(Extracted text)
+++
The legislation provides for standards "regulating the access of farm animals and persons to lands to which prescribed nutrients have been applied". Nutrients are frequently applied in areas where there is a residential community. How can the province regulate that a child or family pet not come in contact with the nutrients? Studies have shown the detrimental health effects of contact with and inhalation of the odours of such nutrients. The legislation recognizes "harm or material discomfort to any person" and the "adverse effect of the health of any person". Therefore it is reasonable to expect that the legislation mandate that there be no nutrient application within, at the minimum, two miles of a residential area. We understand that these details will form part of the standards, and request that our concern is considered as these standards are drafted.

The legislation recognizes the possibilities of "danger to the health and safety of any person", "impairment or serious risk of impairment of the quality of the natural environment for any use that can be made of it", "injury or damage or serious risk of injury or damage to any property or to any plant or animal life", yet states that "a provincial officer may exercise a power to enter and inspect land or premises without a warrant or court order if delay in exercising the power would have the aforementioned results. We strongly urge that the wording be changed to read:

a provincial officer shall exercise a power conferred by this section to enter and inspect land or premises on a regular, prescribed basis without a warrant . . .

Without the requirement for detailed records and regular auditing by provincial officials, compliance can be expected to be poor or non-existent. This legislation, and its enforcement, should be in the hands of the Ministry of the Environment; unfortunately, we believe that OMAFRA has a conflict of interest.

"In some areas of the province, many different manure treatment techniques could be practiced and groundwater would not become contaminated. In other cases, anything but the most stringent practices may result in groundwater contamination." Intensive Livestock Operations, which have the potential to have very large impacts on groundwater, should be prohibited in highly sensitive areas. We are pleased that the province intends to set "minimum" standards. We strongly believe, however, that local by-laws be permitted, provided that they are more stringent than the "minimum" standards. The Planning Act allows municipalities to restrict the use of land through zoning by-laws. Section 34 (3.1) specifically addresses groundwater.

For prohibiting any use of land and the erecting, locating, or using of any class or classes of buildings or structures on land that is contaminated, that is a sensitive ground water recharge area or head-water area, or on land that contains a single aquifer.

We suggest a change in wording in Part VII, Subsection 60 (1) to read:

A regulation supersedes a by-law of a municipality or a provision in that by-law if the by-law or provision is less stringent than the regulation

As in any new initiative, incentives and resources must be made available to encourage compliance and to offset the costs to farmers for changes to their farm operations. Ontario would do well to look to Quebec for guidance in this area. Finally, we urge you to look to the future; when these agribusinesses have polluted the land and departed, will we, the taxpayers, be left to pick up the cost of restoration, as in the case of the Deloro Mine?

On behalf of CREEK, I would like once again to thank you for your consideration of our suggestions and concerns.
+++
(Listed records)
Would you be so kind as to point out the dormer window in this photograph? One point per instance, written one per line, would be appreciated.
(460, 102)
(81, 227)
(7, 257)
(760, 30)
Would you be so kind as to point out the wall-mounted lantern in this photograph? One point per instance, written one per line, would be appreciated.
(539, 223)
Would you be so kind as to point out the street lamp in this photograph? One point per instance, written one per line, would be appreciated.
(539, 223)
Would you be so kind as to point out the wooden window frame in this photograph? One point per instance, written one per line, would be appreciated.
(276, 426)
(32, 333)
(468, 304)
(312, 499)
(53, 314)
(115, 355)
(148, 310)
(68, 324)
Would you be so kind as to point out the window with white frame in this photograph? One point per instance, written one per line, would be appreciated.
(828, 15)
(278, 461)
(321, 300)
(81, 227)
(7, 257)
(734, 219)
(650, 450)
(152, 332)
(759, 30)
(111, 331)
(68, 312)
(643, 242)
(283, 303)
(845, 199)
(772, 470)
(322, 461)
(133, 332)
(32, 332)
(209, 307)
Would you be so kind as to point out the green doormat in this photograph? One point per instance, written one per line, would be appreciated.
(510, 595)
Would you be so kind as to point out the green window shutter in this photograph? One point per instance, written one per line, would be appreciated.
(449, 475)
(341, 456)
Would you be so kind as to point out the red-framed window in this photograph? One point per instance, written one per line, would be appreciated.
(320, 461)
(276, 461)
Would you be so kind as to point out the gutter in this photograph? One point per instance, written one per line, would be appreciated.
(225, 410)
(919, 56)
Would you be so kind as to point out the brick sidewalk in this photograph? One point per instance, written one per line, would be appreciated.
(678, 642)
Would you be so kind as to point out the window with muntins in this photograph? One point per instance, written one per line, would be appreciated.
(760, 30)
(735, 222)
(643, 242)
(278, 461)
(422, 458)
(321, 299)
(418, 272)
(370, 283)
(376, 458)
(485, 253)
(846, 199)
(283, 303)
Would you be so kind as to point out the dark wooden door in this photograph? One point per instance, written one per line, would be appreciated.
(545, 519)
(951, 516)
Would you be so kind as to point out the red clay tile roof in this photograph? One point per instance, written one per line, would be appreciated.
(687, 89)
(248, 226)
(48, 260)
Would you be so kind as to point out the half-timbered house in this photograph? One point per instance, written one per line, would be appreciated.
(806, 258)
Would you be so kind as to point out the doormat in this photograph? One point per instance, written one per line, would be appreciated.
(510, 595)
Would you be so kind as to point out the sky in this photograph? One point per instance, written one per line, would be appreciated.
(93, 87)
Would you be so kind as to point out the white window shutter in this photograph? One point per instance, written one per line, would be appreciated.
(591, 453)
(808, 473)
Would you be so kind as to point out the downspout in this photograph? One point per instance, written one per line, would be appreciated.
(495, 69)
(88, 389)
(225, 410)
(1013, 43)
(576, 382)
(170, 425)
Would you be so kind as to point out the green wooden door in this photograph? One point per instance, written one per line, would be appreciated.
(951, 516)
+++
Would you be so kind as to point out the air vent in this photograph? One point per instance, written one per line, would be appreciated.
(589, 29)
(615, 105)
+++
In the comments on nutrient legislation, why does the writer consider it reasonable to ban nutrient application within at least two miles of a residential area? Answer in one to three sentences.

(Response area) Nutrients are often applied near residential communities, and studies have shown that contact with them and breathing their odors harm health. Because the legislation recognizes "harm or material discomfort to any person" and the "adverse effect of the health of any person," the writer concludes that a buffer of at least two miles is a reasonable requirement.